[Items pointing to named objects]

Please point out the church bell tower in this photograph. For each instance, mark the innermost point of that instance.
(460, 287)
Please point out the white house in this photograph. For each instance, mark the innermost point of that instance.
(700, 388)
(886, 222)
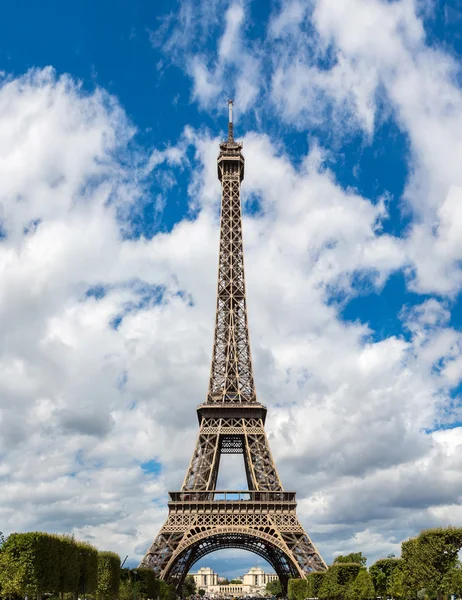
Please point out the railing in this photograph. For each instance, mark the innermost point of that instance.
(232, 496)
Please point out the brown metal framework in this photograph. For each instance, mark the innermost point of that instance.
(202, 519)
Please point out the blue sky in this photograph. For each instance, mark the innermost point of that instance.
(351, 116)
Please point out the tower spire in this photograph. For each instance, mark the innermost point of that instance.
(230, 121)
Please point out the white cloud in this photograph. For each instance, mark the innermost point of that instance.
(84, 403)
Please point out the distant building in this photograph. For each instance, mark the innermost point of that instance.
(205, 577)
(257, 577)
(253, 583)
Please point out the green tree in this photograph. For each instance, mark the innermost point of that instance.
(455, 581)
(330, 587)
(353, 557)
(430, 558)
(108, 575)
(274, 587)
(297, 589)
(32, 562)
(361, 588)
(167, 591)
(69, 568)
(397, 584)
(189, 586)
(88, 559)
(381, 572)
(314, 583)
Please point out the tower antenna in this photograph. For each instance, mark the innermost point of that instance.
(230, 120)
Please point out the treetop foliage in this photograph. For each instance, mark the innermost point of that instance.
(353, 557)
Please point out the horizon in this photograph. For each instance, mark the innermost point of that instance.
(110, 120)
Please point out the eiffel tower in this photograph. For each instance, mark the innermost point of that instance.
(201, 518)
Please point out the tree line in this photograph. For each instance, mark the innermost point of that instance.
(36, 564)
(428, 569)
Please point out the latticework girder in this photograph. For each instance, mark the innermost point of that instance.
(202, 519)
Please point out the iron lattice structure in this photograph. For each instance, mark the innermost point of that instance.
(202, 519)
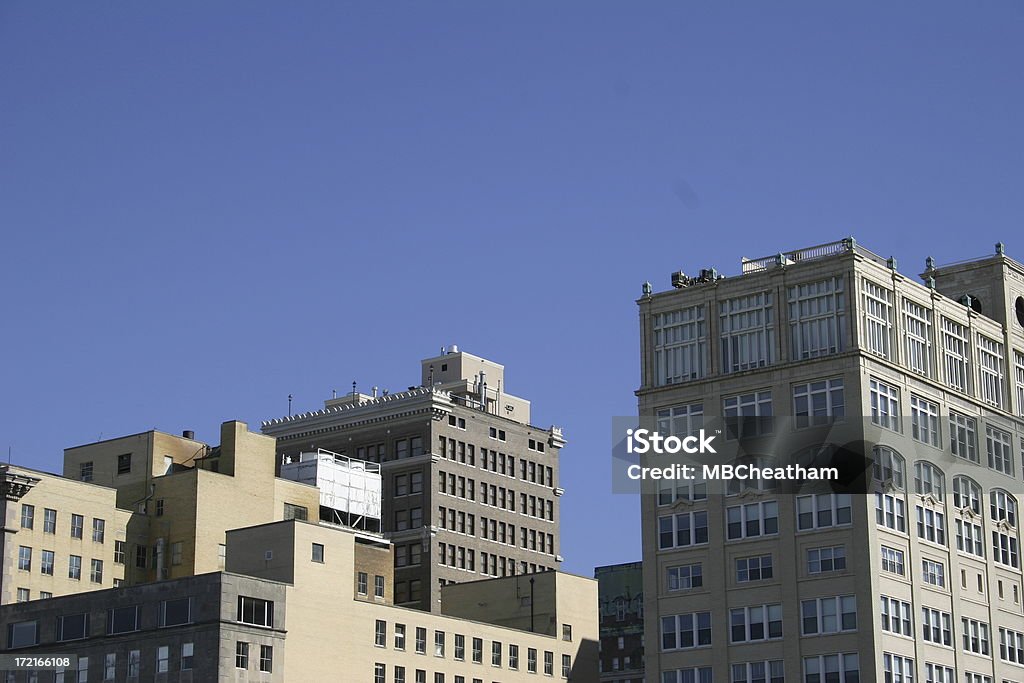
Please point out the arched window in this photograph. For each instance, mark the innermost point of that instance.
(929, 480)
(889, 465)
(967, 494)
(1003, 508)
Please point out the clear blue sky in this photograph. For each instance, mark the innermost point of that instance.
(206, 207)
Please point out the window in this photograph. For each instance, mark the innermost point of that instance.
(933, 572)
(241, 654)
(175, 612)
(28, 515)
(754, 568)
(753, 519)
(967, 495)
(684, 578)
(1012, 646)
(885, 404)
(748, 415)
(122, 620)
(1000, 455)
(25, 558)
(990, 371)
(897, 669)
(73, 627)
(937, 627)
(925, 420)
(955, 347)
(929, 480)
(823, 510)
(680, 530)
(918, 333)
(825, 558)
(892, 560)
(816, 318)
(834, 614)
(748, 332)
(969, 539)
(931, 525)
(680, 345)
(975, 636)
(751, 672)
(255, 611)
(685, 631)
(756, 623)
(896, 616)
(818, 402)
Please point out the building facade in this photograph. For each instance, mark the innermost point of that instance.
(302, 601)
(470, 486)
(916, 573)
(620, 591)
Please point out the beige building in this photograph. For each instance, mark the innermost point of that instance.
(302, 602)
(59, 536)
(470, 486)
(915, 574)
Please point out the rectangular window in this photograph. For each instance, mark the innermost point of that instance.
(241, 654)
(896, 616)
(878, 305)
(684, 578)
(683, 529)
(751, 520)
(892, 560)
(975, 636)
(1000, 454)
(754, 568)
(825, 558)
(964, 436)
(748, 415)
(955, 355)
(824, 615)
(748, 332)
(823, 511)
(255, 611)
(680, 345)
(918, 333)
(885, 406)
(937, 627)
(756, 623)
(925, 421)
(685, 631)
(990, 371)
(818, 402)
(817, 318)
==
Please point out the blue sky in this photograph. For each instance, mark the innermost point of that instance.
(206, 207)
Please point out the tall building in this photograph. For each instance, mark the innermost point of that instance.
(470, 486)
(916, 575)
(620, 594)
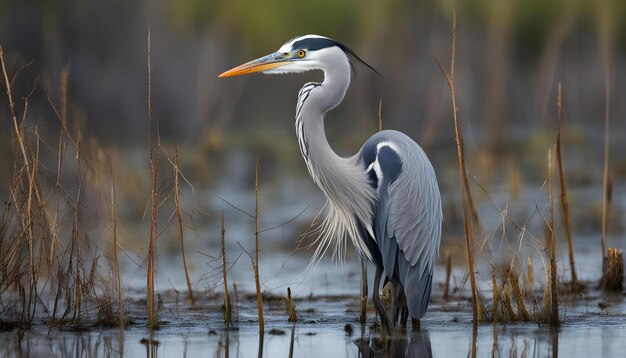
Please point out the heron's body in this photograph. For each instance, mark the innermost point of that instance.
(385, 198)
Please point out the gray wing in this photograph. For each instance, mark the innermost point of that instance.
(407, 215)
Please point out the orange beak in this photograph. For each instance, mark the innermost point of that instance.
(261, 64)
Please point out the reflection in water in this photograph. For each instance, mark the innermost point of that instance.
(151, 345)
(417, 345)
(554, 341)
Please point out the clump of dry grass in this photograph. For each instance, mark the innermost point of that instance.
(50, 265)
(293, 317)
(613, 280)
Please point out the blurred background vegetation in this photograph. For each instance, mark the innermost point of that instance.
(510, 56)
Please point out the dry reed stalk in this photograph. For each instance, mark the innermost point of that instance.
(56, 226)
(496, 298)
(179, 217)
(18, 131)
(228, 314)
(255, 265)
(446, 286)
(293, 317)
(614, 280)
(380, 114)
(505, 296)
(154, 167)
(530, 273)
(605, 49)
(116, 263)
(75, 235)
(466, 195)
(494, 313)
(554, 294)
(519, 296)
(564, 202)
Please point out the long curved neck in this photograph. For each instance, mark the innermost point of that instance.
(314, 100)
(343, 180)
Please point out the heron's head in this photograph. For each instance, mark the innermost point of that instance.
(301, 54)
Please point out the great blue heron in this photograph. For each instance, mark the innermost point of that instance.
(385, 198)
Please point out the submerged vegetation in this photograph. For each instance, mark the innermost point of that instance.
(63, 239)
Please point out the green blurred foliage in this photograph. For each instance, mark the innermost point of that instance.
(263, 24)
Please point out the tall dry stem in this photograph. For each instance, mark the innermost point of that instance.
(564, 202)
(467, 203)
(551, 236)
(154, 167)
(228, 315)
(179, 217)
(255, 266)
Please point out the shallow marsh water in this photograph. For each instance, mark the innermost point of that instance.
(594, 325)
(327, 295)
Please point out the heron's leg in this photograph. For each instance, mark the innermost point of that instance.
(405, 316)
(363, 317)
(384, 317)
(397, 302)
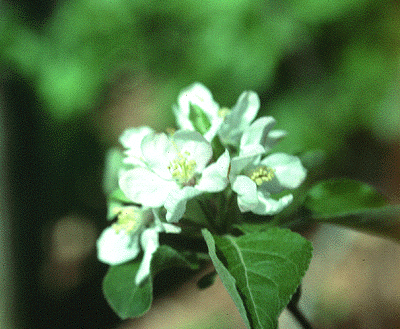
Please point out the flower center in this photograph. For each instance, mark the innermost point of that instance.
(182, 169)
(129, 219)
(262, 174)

** Exercise prompt **
Collect every line of the items above that contains the word "blurred", matching case exactly, and copy each one unchanged.

** Completed exercise **
Please point out the blurred background vegetation in this photograph. For each instance, mark the innermost point of that instance.
Please point out the green blurred foliage in this photograph. For each instance, mark the innermost point of that instance.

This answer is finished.